→ **Exercise instructions**:
1. List every road, track, and trail the neighborhood walk account below mentions by name.
2. Pick up the neighborhood walk account below from its final sentence and keep writing.

→ **Excerpt provided**:
'''

[Mt. Wellington Park Map by the Hobart Walking Club (VW Hodgman), 1935, Tasmanian Archive and Heritage Office] |
How well do we know our neighbourhoods? Perhaps we can rehearse
the names of adjacent streets and nearest intersections; or give directions to
the nearest shops or playgrounds. We might also be able to put names to the faces
of some of our neighbours; even repeat a few stories about one or two notable –
or notorious – neighbourhood characters.
But how far back does our knowledge go? Do we, for instance,
know what the neighbourhood was like 20, 50, 100 years ago? Even further back,
do we know how the land was used before it became city, town or suburb? And do
we know anything of past Aboriginal life in our area?
The new Cascade Track had proved a pleasant, gently uphill
morning’s walk. Our height gain was modest and our conversations barely disturbed
by the mild exertions. Still, we were glad to reach the top of the track, near
the end of Old Farm Rd, in time for some thermos coffee and Anzac biscuits. It
was comforting, familiar.
So too was wandering back to the junction of Inglewood Rd and
Strickland Avenue. There Tim and Sally would leave me, and Lynne would join me
for the next section of the walk. We were just a few bends in the road away from
home. Yet coming at my onward journey from this odd angle had me thinking about
it differently.
[On the Inglewood Fire Trail] |
Tim and Sally waved us away as we walked steeply up Inglewood
Road and onto the Inglewood Fire Trail. The track’s name should have been
enough to remind us of this area’s recent history. But it took coming across a
deep fenced-off water hole to get us thinking about the bushfires that ravaged our
neighbourhood during the massive 1967 fires. Bush dams like this are used as
supply points for the kind of “hand-to-hand” fire fighting that can happen in such
bush. It’s no mere nicety: 13 people died in our street alone in the ’67 fires.

'''

→ **Stored entries**:

'''

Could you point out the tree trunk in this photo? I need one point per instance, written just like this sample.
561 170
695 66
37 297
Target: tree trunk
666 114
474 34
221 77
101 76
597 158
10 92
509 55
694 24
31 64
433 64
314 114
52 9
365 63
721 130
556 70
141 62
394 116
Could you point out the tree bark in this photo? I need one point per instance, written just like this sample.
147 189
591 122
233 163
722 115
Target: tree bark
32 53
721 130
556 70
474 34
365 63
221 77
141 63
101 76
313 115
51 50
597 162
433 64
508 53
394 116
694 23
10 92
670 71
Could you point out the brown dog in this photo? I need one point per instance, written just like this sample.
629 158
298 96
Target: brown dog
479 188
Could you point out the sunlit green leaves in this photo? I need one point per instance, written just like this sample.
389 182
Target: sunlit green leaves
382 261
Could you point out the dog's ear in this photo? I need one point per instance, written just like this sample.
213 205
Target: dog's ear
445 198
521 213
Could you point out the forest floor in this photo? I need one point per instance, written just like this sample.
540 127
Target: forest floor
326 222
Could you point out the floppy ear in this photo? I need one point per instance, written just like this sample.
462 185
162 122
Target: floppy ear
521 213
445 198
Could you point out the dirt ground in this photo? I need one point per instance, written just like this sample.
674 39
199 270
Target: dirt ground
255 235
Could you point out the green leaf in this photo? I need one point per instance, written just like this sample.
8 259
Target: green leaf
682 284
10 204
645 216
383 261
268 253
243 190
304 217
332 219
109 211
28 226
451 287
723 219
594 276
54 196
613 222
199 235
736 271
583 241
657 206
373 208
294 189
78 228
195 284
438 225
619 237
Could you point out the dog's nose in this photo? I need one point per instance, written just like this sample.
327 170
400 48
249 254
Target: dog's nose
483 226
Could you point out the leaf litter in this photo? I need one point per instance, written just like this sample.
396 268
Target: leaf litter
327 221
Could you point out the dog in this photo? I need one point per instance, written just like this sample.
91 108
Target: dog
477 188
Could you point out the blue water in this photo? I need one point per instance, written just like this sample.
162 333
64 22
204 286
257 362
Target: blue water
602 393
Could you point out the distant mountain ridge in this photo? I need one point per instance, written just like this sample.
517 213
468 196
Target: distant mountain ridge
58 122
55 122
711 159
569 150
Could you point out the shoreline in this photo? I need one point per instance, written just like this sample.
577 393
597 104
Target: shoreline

'''

→ **Expected responses**:
1.
Cascade Track
Old Farm Rd
Inglewood Rd (Inglewood Road)
Strickland Avenue
Inglewood Fire Trail

2.
[Near the start of the Lower Sawmill Track] |
At the top of that fire trail we joined another fire trail. That
led us in turn to the Lower Sawmill Track, and to another encounter with
history. The Sawmill Track was probably constructed in the late 1910s/1920s as
part of the Cascade Sawmill operation. Logs were dragged down the mountain to the
mill and cut into boards, scantlings or fruit boxes. The mill may have been locally
known as Woodleigh's Sawmill, but on the 1935 Hobart Walking Club map (shown
above) it is simply marked as 'Sawdust Mill'.
Although it had stood only a few hundred metres up Strickland
Avenue from where Lynne and I had just departed, we had previously known
nothing about it. It had ceased operations by mid-century, and its remains were
probably consumed in the ’67 fire.
Walking on the Sawmill Track, a legacy of a now gone logging
industry, felt like a local encapsulation of Tasmanian history. Only the slight
cupping of the track hinted at the thousands of dragged logs that must have
helped shape it. The now thickly-forested bush has recovered well from both
logging and bushfires. We found it pleasant and green, soft underfoot, quietly
grand. That was just as well, because it was now clear that the real climbing
had begun.
[One that got away? A fallen log on the Sawmill Track.] |
We stumbled ever more steeply upwards, and yet our lunchtime
goal, Sphinx Rock, seemed unwilling to appear. The slope steepened, rock talus became
more frequent. Surely, the earth scientist inside me reasoned, the prominent
sandstone formation would loom out of the bush at any moment. It didn’t.
Instead it was the cheerfully loud voices of our grandchildren atop Sphinx Rock that eventually
told us we were (literally) within coo-ee of our lunchtime rendezvous with
Sally, James and family.
[Approaching Sphinx Rock on the Sawmill Track] |
As we clambered up the very steep track – possibly an old
snigging track – I recalled reading that Sphinx Rock itself may once have had a
sawmill near the top of it. I know I far preferred finding my family picnicking at the lookout.
Not all progress is bad.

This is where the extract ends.